● GIVEN EXERCISE A
Offset the coordinates in the records by 37: begin at the line that contains "Please place a point on the red jacket" and stop after the last line of the records. Rewrite every line in that range, adding 37 to each number in the coordinates and carrying all other lines over unchanged.
───── EXTRACT TO READ ─────
Brighton rolling expected goals - second chart.

Looks cleaner. Right?

Fill between the lines

This one's pretty easy to achieve, all we need to do is call the fill_between method to do the heavy lifting for us.

The only trick lies in specifying the parameter interpolate = True and to pass the condition to the where parameter.

Shoutout to @danzn1 for making me aware of this method!

fig = plt.figure(figsize=(4, 2.5), dpi = 200)
ax = plt.subplot(111)

# Remove top & right spines and change the color.
ax.spines[["top", "right"]].set_visible(False)
ax.spines[["left", "bottom"]].set_color("grey")

# Set the grid
ax.grid(
    visible = True, 
    lw = 0.75,
    ls = ":",
    color = "lightgrey"
)

ax.plot(X, Y_for, label = "xG created")
ax.plot(X, Y_ag, label = "xG conceded")

# Fill between
ax.fill_between(
    X, 
    Y_ag["value"],
    Y_for["value"], 
    where = Y_for["value"] > Y_ag["value"], 
    interpolate = True,
    alpha = 0.85,
    zorder = 3
)

ax.fill_between(
    X, 
    Y_ag["value"],
    Y_for["value"], 
    where = Y_ag["value"] >= Y_for["value"], 
    interpolate = True,
    alpha = 0.85
)

# Customize the ticks to match spine color and adjust label size.
ax.tick_params(
    color = "grey", 
    length = 5, 
    which = "major", 
    labelsize = 6,
    labelcolor = "grey",
    zorder = 3
)

# Set x-axis major tick positions to only 19 game multiples.
ax.xaxis.set_major_locator(ticker.MultipleLocator(19))
# Set y-axis major tick positions to only 0.5 xG multiples.
ax.yaxis.set_major_locator(ticker.MultipleLocator(0.5))
ax.set_ylim(0)


ax.legend(fontsize = 6)

Brighton rolling expected goals - third chart.

Stunner 😍.

Text elements and legends

Adding text can be a great way to make our visuals more informative and eye-catching.

One of my favorite tools to do this is Peter McKeever's and Danzn's highlight_text package, which allows us to easily add colors and customization to our text with very few lines of code.

In this section, I'll share a few tips on how I add text to my figures – a topic which for me was a bit hard to grasp on my initial journey with matplotlib.

The first thing you should be aware of is the type of coordinate system you're using to annotate and add text to your visuals. In essence, matplotlib has four different coordinate systems which you can interchange and transform to gain more control in your visual customization journey, these are data, axes, figure and display coordinates (learn more here).
───── SUPPLIED MATERIAL ─────
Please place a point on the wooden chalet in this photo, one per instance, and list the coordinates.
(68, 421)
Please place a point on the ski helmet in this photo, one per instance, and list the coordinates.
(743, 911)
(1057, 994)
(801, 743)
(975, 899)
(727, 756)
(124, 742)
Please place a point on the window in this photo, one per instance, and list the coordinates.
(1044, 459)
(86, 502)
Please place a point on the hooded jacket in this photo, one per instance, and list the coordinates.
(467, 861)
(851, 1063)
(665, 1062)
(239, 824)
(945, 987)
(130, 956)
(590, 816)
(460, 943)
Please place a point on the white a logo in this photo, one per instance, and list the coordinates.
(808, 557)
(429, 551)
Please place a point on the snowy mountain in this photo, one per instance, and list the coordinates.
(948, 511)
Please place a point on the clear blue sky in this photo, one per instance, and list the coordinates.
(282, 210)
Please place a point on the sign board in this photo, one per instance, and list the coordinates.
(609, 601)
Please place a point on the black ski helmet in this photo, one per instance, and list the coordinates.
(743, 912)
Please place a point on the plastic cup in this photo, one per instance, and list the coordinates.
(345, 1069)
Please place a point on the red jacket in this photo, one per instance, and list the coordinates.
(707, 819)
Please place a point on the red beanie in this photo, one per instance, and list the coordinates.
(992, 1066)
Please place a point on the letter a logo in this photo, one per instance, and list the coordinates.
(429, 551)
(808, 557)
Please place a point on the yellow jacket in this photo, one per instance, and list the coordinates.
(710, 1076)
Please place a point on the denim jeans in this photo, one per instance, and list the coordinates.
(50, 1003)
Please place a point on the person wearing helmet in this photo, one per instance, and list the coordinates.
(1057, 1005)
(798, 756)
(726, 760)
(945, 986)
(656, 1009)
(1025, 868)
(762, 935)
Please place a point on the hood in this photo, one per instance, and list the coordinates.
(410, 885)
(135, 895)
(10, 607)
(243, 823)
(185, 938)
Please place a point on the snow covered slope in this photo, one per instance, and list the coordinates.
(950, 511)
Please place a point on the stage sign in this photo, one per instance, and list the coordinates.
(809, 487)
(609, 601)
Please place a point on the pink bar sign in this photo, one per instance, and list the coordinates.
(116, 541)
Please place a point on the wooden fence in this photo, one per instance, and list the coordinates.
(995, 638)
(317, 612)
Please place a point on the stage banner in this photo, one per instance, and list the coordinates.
─────
● GIVEN EXERCISE B
According to the matplotlib tutorial above, which coordinate systems does matplotlib offer for annotating and adding text?

● FULL RESPONSE A
Please place a point on the red jacket in this photo, one per instance, and list the coordinates.
(744, 856)
Please place a point on the red beanie in this photo, one per instance, and list the coordinates.
(1029, 1103)
Please place a point on the letter a logo in this photo, one per instance, and list the coordinates.
(466, 588)
(845, 594)
Please place a point on the yellow jacket in this photo, one per instance, and list the coordinates.
(747, 1113)
Please place a point on the denim jeans in this photo, one per instance, and list the coordinates.
(87, 1040)
Please place a point on the person wearing helmet in this photo, one per instance, and list the coordinates.
(1094, 1042)
(835, 793)
(763, 797)
(982, 1023)
(693, 1046)
(1062, 905)
(799, 972)
Please place a point on the hood in this photo, one per instance, and list the coordinates.
(447, 922)
(172, 932)
(47, 644)
(280, 860)
(222, 975)
Please place a point on the snow covered slope in this photo, one per instance, and list the coordinates.
(987, 548)
Please place a point on the stage sign in this photo, one per instance, and list the coordinates.
(846, 524)
(646, 638)
Please place a point on the pink bar sign in this photo, one per instance, and list the coordinates.
(153, 578)
Please place a point on the wooden fence in this photo, one per instance, and list the coordinates.
(1032, 675)
(354, 649)
Please place a point on the stage banner in this photo, one per instance, and list the coordinates.

● FULL RESPONSE B
- data coordinates
- axes coordinates
- figure coordinates
- display coordinates